=== Task details ===
Please answer from the text on dog tear stains: what is one of the most common causes when a mature dog suddenly develops tear stains?
(Document passage Opens)
While the brown tear stains on your dog’s face are usually caused by excess tear production (called epiphora), there are many reasons why your dog might have them.
Some reasons for excess tear production are congenital, while others are related to environmental factors like diet, irritants, or allergens. Some, however, indicate underlying health conditions — so always consult your vet to rule these out.
Here are seven tear stain causes and what you can do to get rid of them.
Low-quality dog food usually contains poor-quality ingredients such as food additives, non-nutritive fillers, animal digest, and animal by-products — all of which can be highly allergenic and place undue stress on your dog’s body. Allergic reactions to the ingredients in these foods can also cause your dog’s eyes to water excessively — resulting in tear stains.
Check your dog’s food label and avoid common filler ingredients like wheat and other known allergens. In high-quality dog food, the first ingredient in the ingredients list should always be a named meat source (chicken, pork, beef, turkey, fish, etc.)
If your mature dog suddenly develops tear stains, one of the most common causes is conjunctivitis. Conjunctivitis is inflammation of the eye lining, accompanied by discharge.
An injury can cause conjunctivitis to the eye or an allergy. In the summer, conjunctivitis is often caused by an irritation in the eye — such as pollen or a grass seed — which results in excess scratching, making the irritation worse.
Eye infections are also caused by viruses, bacteria, parasites, irritants like dust and smoke, and even dog shampoo ingredients.
Try to reduce your dog’s exposure to allergens (if possible). Your vet will prescribe eye drops that contain anti-inflammatory agents, antihistamines, or antibiotics.
3. Ear infection
Ear infections are common, and they can cause one or both of your dogs’ eyes to water more than usual.
If only one of your dog’s eyes has tear stains, your vet will usually check for an infection in the ear on the same side. Then, the vet will clean the ear thoroughly with a medicated ear cleanser. If the infection is severe, your vet may prescribe antibiotics and ear drops for you to administer at home.
Allergens in your dog’s food, the environment, or even the cleaning products you use in your home can cause dog tear stains.
Another symptom of allergies is itchy skin — this is called allergic dermatitis. Often, dogs with allergies will chew their paws and scratch their muzzle excessively.
Try an elimination diet, or limit your dog to only one source of protein to see if his tear stains improve. Your vet may perform a RAST test (radioallergosorbent test) to find out what your dog is allergic to, prescribe antihistamines, and recommend a change in diet.
(Document passage Closes)
(Provided records Opens)
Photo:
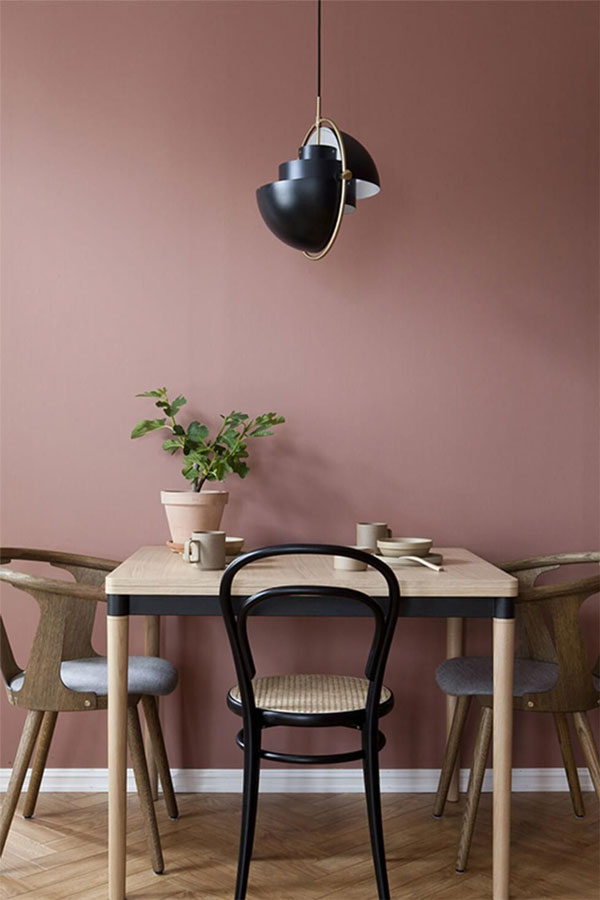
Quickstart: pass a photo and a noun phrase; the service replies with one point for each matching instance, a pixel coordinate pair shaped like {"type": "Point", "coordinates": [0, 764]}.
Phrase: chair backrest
{"type": "Point", "coordinates": [64, 631]}
{"type": "Point", "coordinates": [385, 615]}
{"type": "Point", "coordinates": [550, 630]}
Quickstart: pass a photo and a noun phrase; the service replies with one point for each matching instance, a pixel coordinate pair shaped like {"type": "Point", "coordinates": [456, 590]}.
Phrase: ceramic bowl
{"type": "Point", "coordinates": [233, 546]}
{"type": "Point", "coordinates": [404, 546]}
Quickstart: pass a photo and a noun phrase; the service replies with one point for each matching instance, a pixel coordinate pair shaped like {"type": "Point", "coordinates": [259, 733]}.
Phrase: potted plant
{"type": "Point", "coordinates": [205, 459]}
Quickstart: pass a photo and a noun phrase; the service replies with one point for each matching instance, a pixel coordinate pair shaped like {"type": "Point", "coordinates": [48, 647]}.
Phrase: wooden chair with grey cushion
{"type": "Point", "coordinates": [552, 675]}
{"type": "Point", "coordinates": [65, 673]}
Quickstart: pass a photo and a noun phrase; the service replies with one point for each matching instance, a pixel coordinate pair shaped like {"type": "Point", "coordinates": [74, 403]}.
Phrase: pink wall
{"type": "Point", "coordinates": [438, 369]}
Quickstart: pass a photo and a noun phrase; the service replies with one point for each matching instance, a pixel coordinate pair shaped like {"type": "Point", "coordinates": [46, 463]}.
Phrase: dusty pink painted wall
{"type": "Point", "coordinates": [438, 370]}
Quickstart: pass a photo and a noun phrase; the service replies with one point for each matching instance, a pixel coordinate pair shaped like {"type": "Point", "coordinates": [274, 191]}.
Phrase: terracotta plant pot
{"type": "Point", "coordinates": [189, 511]}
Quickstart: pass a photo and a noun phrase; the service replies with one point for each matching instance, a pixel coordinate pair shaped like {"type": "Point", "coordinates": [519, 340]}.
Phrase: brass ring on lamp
{"type": "Point", "coordinates": [345, 176]}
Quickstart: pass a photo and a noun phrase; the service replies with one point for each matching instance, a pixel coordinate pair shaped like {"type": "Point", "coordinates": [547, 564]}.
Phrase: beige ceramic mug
{"type": "Point", "coordinates": [368, 533]}
{"type": "Point", "coordinates": [207, 548]}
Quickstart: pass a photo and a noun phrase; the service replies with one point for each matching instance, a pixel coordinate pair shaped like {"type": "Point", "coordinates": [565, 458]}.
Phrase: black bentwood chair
{"type": "Point", "coordinates": [310, 701]}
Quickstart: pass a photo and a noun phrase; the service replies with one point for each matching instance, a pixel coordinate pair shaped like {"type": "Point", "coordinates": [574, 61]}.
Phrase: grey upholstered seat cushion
{"type": "Point", "coordinates": [146, 675]}
{"type": "Point", "coordinates": [472, 675]}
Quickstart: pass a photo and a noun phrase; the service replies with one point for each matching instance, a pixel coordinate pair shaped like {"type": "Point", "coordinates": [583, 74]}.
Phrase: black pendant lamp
{"type": "Point", "coordinates": [305, 207]}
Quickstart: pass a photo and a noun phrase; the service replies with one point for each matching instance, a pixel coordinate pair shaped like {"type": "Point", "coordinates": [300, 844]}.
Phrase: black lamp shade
{"type": "Point", "coordinates": [301, 208]}
{"type": "Point", "coordinates": [301, 212]}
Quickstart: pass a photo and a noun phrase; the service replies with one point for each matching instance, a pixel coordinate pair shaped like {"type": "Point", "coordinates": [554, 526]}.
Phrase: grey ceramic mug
{"type": "Point", "coordinates": [368, 533]}
{"type": "Point", "coordinates": [206, 548]}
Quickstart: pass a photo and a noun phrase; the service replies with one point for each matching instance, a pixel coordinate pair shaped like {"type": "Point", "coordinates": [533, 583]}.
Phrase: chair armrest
{"type": "Point", "coordinates": [57, 558]}
{"type": "Point", "coordinates": [550, 562]}
{"type": "Point", "coordinates": [52, 586]}
{"type": "Point", "coordinates": [585, 586]}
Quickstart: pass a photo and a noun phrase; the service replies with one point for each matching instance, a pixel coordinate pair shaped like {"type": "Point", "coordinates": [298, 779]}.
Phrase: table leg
{"type": "Point", "coordinates": [504, 639]}
{"type": "Point", "coordinates": [118, 647]}
{"type": "Point", "coordinates": [152, 648]}
{"type": "Point", "coordinates": [455, 634]}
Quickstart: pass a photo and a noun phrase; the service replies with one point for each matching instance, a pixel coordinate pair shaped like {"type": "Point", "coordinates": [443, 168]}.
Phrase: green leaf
{"type": "Point", "coordinates": [147, 425]}
{"type": "Point", "coordinates": [177, 403]}
{"type": "Point", "coordinates": [172, 445]}
{"type": "Point", "coordinates": [197, 432]}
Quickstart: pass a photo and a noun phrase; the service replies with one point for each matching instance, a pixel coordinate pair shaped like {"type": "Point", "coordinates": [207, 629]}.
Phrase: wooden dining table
{"type": "Point", "coordinates": [154, 581]}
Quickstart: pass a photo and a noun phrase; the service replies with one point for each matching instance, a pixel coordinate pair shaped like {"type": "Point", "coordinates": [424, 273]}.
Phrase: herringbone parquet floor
{"type": "Point", "coordinates": [308, 847]}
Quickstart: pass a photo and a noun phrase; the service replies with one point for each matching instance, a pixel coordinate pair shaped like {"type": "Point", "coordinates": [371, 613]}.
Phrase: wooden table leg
{"type": "Point", "coordinates": [455, 635]}
{"type": "Point", "coordinates": [504, 641]}
{"type": "Point", "coordinates": [118, 648]}
{"type": "Point", "coordinates": [152, 648]}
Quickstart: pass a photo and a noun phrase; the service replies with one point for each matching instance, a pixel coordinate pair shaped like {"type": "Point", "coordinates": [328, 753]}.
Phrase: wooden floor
{"type": "Point", "coordinates": [308, 846]}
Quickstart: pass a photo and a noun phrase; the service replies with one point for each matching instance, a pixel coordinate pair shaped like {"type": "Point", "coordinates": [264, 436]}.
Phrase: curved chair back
{"type": "Point", "coordinates": [550, 630]}
{"type": "Point", "coordinates": [64, 631]}
{"type": "Point", "coordinates": [235, 614]}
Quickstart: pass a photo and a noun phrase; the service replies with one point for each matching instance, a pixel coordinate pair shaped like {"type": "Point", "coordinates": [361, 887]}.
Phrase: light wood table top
{"type": "Point", "coordinates": [159, 571]}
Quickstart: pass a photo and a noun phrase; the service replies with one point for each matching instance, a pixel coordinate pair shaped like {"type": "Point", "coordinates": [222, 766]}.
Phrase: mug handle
{"type": "Point", "coordinates": [191, 551]}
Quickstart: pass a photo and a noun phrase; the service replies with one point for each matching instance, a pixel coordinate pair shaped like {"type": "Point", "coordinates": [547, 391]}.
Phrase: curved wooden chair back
{"type": "Point", "coordinates": [550, 630]}
{"type": "Point", "coordinates": [64, 631]}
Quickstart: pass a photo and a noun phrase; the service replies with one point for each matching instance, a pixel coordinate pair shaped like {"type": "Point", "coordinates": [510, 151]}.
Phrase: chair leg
{"type": "Point", "coordinates": [160, 754]}
{"type": "Point", "coordinates": [39, 763]}
{"type": "Point", "coordinates": [249, 807]}
{"type": "Point", "coordinates": [564, 739]}
{"type": "Point", "coordinates": [588, 745]}
{"type": "Point", "coordinates": [19, 770]}
{"type": "Point", "coordinates": [373, 798]}
{"type": "Point", "coordinates": [482, 746]}
{"type": "Point", "coordinates": [142, 780]}
{"type": "Point", "coordinates": [451, 753]}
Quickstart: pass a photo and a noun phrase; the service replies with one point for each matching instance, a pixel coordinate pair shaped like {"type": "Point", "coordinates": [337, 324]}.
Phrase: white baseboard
{"type": "Point", "coordinates": [301, 781]}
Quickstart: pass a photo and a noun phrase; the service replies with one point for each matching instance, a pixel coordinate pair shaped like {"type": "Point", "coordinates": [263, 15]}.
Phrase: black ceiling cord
{"type": "Point", "coordinates": [305, 206]}
{"type": "Point", "coordinates": [318, 48]}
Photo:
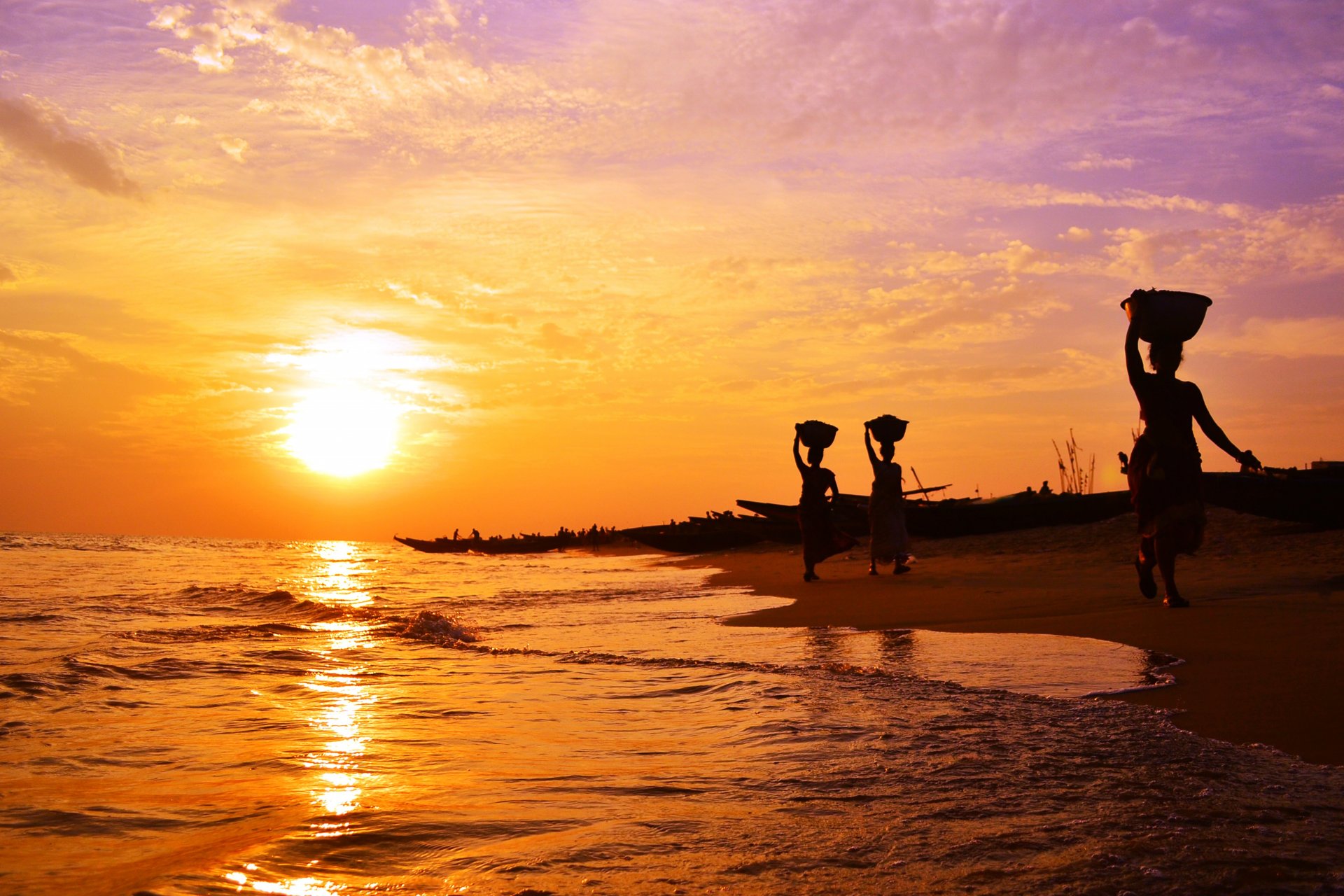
(Provided records Closes)
=== Answer for this exercise ===
Conjunctivitis.